**Task prompt**
Extract, word for word, the stretch of the listing from the line containing "Please mark the storm" through the end of the listing.

**Material provided**
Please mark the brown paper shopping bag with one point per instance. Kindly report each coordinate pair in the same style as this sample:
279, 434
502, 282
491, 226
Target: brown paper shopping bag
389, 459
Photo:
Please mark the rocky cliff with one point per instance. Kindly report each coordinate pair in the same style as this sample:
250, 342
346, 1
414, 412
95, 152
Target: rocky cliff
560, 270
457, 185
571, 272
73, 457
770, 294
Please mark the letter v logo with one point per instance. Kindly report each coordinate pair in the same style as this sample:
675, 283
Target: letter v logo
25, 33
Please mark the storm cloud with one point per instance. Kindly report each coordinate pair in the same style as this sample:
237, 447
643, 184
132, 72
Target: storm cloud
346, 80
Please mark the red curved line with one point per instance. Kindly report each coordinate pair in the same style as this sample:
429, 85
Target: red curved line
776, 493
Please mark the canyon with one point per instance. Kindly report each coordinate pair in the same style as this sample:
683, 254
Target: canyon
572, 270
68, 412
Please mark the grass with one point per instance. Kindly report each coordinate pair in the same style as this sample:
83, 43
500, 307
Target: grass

**Solution**
Please mark the storm cloud with one point per instance. Kindly report each coordinate pair in the same style as this sample:
237, 447
643, 184
132, 72
Target: storm cloud
346, 80
Please mark the red curved line with one point per instance. Kindly report each coordinate pair in the same style as this sample:
429, 85
Target: red curved line
776, 493
Please mark the canyon with one point per instance. Kindly report each coordinate pair in the same style as this sample:
683, 254
Target: canyon
572, 270
68, 412
Please mark the grass with one point per instance. Kindly report each coordinate pair in the same style as this sample:
83, 43
500, 307
Target: grass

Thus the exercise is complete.